**PROBLEM**
Could you copy out every line of the data where the word "water" occurs?

(Collected data entries)
= = = = = = =
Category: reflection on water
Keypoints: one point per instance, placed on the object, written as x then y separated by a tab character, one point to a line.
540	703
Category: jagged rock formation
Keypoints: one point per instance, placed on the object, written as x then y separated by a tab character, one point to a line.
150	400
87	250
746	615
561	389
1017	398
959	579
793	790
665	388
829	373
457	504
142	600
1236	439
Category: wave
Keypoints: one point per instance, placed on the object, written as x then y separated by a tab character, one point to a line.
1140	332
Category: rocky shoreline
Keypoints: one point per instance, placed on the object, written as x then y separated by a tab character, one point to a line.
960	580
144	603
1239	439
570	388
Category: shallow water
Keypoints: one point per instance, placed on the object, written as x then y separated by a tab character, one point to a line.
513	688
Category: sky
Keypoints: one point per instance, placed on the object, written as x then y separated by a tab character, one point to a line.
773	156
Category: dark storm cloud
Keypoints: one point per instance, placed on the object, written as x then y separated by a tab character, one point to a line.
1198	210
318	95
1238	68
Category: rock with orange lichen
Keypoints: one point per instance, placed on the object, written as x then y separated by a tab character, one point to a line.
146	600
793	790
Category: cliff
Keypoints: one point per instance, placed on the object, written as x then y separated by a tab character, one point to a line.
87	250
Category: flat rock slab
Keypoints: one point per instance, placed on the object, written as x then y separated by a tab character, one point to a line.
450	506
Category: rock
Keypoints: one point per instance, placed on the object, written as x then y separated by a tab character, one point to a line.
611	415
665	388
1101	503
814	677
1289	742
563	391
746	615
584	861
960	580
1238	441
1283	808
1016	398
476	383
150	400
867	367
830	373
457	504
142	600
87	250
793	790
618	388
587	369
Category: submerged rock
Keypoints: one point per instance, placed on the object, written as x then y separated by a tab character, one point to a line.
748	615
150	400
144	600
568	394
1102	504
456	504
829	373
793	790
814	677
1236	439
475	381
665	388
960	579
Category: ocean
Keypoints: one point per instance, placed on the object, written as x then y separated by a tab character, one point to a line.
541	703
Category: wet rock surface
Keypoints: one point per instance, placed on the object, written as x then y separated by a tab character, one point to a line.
= = = = = = =
**YOUR SOLUTION**
Category: reflection on water
Category: shallow water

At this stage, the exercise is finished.